Transcribe the material word for word, starting at the line with "hoodie. Write the coordinates, one line per instance." and continuing through the end of the material, both ends included.

• Object point labels
..........
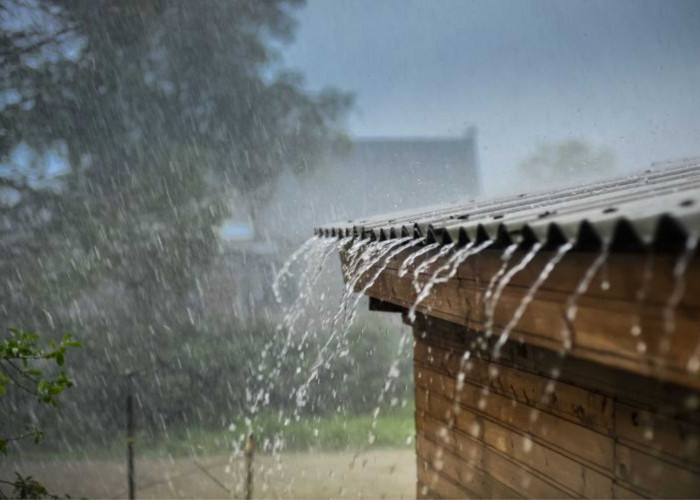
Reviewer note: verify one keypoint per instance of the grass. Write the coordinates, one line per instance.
(352, 432)
(338, 432)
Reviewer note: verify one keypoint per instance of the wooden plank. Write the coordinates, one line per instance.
(447, 463)
(655, 475)
(579, 441)
(573, 403)
(509, 473)
(440, 485)
(601, 331)
(581, 478)
(654, 433)
(622, 272)
(620, 491)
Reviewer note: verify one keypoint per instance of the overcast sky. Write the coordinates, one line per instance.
(625, 74)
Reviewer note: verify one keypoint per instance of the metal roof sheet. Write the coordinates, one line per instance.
(657, 208)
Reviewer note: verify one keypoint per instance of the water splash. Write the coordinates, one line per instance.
(505, 260)
(452, 265)
(529, 296)
(429, 262)
(285, 270)
(571, 308)
(641, 295)
(412, 258)
(491, 307)
(679, 272)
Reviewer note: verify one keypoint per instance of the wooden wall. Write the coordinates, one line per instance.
(601, 331)
(535, 424)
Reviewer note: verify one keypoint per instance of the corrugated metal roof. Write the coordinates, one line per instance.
(659, 208)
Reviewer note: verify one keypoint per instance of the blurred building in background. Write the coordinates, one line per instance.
(377, 175)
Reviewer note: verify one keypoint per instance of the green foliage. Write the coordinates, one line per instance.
(20, 356)
(23, 364)
(27, 487)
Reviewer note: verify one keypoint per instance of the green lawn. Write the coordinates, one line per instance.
(334, 433)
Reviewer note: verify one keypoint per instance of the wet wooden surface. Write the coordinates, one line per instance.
(621, 296)
(515, 430)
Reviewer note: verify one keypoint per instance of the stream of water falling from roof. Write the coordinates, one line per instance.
(679, 272)
(503, 282)
(527, 298)
(412, 258)
(640, 297)
(444, 250)
(451, 266)
(571, 308)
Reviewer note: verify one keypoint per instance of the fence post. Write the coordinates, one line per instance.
(249, 452)
(130, 434)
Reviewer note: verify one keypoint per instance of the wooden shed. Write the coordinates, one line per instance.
(557, 342)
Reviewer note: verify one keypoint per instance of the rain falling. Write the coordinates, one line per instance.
(324, 248)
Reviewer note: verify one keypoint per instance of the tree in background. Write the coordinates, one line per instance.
(562, 162)
(22, 367)
(125, 127)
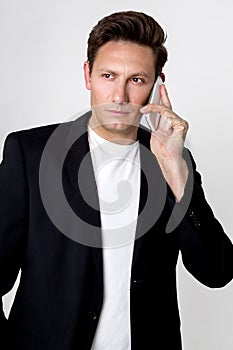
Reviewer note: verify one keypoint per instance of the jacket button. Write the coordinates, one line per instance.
(197, 224)
(191, 213)
(92, 315)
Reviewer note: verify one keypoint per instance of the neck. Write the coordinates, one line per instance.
(126, 136)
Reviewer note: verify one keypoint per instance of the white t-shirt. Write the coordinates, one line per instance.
(117, 173)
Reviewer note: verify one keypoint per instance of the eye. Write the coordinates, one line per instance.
(107, 75)
(138, 80)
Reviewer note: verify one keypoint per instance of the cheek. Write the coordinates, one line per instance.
(100, 94)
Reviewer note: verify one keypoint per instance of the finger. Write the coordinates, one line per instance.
(164, 97)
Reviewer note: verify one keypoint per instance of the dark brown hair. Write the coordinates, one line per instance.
(130, 26)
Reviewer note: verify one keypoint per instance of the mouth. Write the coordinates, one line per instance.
(117, 112)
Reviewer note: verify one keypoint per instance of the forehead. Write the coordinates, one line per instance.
(125, 54)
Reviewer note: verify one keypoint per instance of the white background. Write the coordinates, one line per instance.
(43, 46)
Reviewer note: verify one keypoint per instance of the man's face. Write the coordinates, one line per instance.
(120, 82)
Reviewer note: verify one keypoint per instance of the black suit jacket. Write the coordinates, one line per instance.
(60, 295)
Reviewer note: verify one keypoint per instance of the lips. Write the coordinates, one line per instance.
(117, 112)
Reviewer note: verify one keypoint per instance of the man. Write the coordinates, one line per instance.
(94, 212)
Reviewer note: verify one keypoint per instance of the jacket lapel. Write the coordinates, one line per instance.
(81, 191)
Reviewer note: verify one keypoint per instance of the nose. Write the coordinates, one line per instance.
(120, 94)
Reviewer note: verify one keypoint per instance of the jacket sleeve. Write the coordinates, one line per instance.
(206, 250)
(13, 218)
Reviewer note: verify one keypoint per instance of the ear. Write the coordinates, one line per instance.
(87, 75)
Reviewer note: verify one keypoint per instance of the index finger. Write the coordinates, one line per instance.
(164, 97)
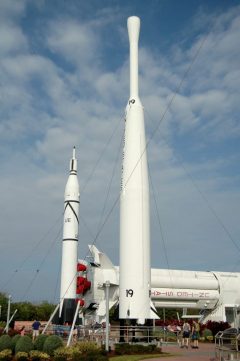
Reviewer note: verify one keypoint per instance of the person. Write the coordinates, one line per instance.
(195, 334)
(35, 326)
(186, 334)
(22, 331)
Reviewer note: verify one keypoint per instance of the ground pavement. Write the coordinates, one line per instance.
(205, 352)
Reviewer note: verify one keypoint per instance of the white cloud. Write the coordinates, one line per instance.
(63, 95)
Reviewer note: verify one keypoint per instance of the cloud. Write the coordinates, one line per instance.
(71, 89)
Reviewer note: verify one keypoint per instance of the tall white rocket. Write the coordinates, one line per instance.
(70, 245)
(134, 301)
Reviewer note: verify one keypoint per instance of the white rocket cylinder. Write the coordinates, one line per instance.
(134, 298)
(69, 244)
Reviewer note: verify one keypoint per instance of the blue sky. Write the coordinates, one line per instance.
(64, 82)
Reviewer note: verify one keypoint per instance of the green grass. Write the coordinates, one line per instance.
(139, 357)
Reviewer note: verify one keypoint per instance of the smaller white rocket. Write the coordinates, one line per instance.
(70, 245)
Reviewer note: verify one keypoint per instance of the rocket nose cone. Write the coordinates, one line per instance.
(133, 24)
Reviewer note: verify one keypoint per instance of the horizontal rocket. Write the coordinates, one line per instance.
(69, 245)
(134, 284)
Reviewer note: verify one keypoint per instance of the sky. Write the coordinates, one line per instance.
(64, 82)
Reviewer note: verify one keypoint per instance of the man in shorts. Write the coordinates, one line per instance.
(186, 334)
(35, 326)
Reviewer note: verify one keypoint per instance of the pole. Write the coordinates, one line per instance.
(50, 319)
(107, 285)
(14, 313)
(73, 324)
(8, 313)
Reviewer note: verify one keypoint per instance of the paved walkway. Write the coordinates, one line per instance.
(206, 352)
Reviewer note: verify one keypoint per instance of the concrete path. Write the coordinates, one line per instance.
(205, 352)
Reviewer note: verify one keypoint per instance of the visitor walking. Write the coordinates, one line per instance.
(186, 334)
(35, 326)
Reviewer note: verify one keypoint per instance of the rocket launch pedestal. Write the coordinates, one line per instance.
(69, 246)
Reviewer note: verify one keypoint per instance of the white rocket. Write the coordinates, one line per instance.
(135, 289)
(69, 245)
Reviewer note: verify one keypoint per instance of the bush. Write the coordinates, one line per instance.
(39, 342)
(14, 341)
(24, 344)
(5, 342)
(85, 347)
(21, 356)
(6, 355)
(51, 344)
(207, 334)
(127, 349)
(96, 355)
(36, 355)
(67, 353)
(215, 326)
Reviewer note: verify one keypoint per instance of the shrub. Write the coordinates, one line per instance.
(207, 334)
(96, 355)
(67, 353)
(21, 356)
(6, 355)
(125, 348)
(5, 342)
(24, 344)
(39, 342)
(12, 332)
(36, 355)
(215, 326)
(14, 341)
(85, 347)
(51, 344)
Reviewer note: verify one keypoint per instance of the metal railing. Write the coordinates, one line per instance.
(227, 345)
(128, 334)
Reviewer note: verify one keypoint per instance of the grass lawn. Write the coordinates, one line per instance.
(139, 357)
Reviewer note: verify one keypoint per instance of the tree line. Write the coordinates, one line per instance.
(26, 310)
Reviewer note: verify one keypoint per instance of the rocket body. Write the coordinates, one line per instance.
(69, 245)
(134, 297)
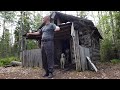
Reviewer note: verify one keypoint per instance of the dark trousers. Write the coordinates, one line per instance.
(47, 50)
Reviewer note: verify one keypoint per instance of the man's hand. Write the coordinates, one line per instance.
(27, 34)
(57, 28)
(35, 33)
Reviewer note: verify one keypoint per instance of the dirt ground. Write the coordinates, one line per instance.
(105, 71)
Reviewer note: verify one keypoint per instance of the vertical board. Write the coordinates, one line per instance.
(83, 53)
(74, 34)
(32, 58)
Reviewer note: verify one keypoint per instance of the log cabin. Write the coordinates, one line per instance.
(79, 35)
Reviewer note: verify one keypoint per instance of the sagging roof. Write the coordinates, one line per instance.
(78, 22)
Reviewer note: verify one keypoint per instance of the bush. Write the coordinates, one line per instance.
(6, 61)
(115, 61)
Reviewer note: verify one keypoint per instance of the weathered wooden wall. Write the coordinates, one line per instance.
(31, 58)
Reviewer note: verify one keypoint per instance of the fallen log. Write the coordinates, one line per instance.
(14, 64)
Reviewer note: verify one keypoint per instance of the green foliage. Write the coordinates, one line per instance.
(115, 61)
(31, 44)
(6, 61)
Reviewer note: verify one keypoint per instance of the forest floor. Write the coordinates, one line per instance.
(105, 71)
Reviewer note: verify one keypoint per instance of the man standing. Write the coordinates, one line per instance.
(47, 45)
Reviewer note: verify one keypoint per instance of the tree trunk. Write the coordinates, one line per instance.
(112, 26)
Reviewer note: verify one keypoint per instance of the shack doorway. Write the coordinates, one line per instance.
(62, 44)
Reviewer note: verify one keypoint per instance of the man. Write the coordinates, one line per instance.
(47, 45)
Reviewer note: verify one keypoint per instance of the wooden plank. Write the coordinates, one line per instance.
(82, 54)
(87, 53)
(74, 34)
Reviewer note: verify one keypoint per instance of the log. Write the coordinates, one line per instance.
(14, 64)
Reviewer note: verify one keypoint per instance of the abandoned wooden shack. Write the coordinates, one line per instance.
(79, 35)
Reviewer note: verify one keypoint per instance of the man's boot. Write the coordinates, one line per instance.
(46, 74)
(50, 75)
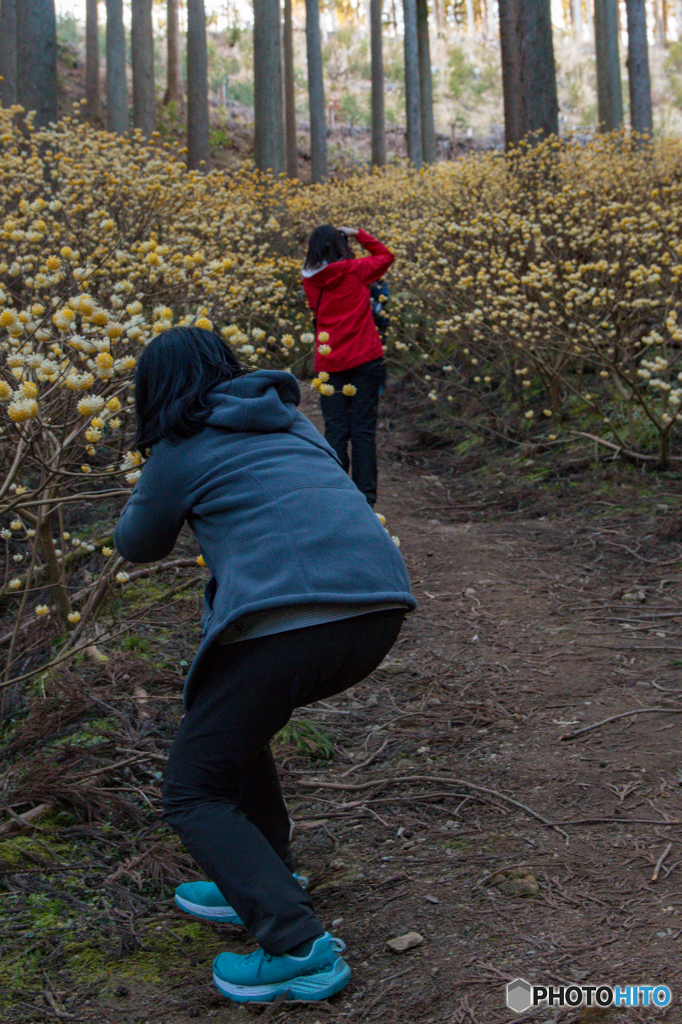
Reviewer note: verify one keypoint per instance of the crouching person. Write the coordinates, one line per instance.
(307, 595)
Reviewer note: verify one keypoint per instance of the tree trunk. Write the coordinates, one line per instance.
(92, 61)
(425, 83)
(173, 92)
(528, 77)
(8, 52)
(413, 100)
(378, 108)
(117, 90)
(36, 59)
(268, 109)
(290, 93)
(141, 43)
(609, 89)
(590, 19)
(641, 116)
(470, 18)
(577, 12)
(320, 168)
(199, 153)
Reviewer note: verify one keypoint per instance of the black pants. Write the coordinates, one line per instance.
(221, 791)
(354, 419)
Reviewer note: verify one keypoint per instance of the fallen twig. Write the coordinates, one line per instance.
(656, 869)
(614, 718)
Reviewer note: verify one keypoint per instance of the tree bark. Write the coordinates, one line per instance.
(378, 108)
(320, 169)
(528, 76)
(141, 43)
(174, 93)
(609, 89)
(92, 108)
(117, 89)
(413, 100)
(199, 152)
(641, 116)
(577, 12)
(268, 109)
(290, 93)
(425, 83)
(36, 59)
(8, 52)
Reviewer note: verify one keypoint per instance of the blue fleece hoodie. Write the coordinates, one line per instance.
(278, 519)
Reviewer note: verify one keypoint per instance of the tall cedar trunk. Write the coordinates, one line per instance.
(268, 109)
(8, 52)
(290, 93)
(36, 58)
(173, 92)
(117, 89)
(425, 83)
(638, 68)
(141, 44)
(320, 168)
(199, 153)
(92, 61)
(577, 13)
(378, 108)
(590, 19)
(609, 89)
(413, 100)
(528, 77)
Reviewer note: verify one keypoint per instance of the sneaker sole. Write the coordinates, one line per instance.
(308, 987)
(222, 914)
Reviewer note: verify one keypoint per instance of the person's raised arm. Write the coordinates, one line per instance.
(374, 266)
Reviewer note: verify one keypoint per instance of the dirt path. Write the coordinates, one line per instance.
(453, 805)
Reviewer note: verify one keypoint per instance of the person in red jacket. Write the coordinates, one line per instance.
(348, 347)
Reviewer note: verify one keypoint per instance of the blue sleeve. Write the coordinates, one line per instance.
(154, 514)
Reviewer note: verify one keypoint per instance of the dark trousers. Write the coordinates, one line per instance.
(354, 419)
(221, 791)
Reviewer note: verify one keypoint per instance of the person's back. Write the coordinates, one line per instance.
(348, 346)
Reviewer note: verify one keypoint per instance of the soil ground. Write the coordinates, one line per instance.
..........
• Answer
Reviewer note: verify one keypoint per instance of the blue fleece hoodie. Write the coordinates, one line per instance.
(278, 519)
Reviewer note: verify one keypoint per instance of the tall cedar trunk. Write the coordinates, one line per instance.
(268, 109)
(8, 52)
(290, 93)
(36, 58)
(173, 92)
(117, 89)
(425, 83)
(638, 68)
(141, 44)
(320, 168)
(199, 153)
(92, 61)
(577, 13)
(378, 108)
(590, 19)
(609, 89)
(413, 100)
(528, 77)
Reviewer note: verify one keypoint per instance of the sneaker sole. Write the coordinates, one line per instance.
(308, 987)
(222, 914)
Reviewer note: verify one keypoint per instance of the person's raised arm. Write the coordinates, one line per instance.
(374, 266)
Reviewer note: verify one keypoint per instance of the dirt path. Write the coordinates, one line per instance.
(453, 805)
Reviewer note: verify one keypoint per instance of the person in red jacket. Write the coordinates, one line per instance.
(348, 347)
Reviewer note: verify one keypoint per instance of the blue sleeve. Write the coordinates, one line per instance.
(154, 514)
Reviewer note: verify one keypoint per instance of the dark trousers. Write the coordinates, one line per instance.
(354, 419)
(221, 791)
Reviewer note: verify one keypoint per instance of the person's back. Write the coordinates, one line per instance.
(348, 346)
Reviewer note: verify one keypoint per instance of the soil ground. Write the coordinates, one line per instance.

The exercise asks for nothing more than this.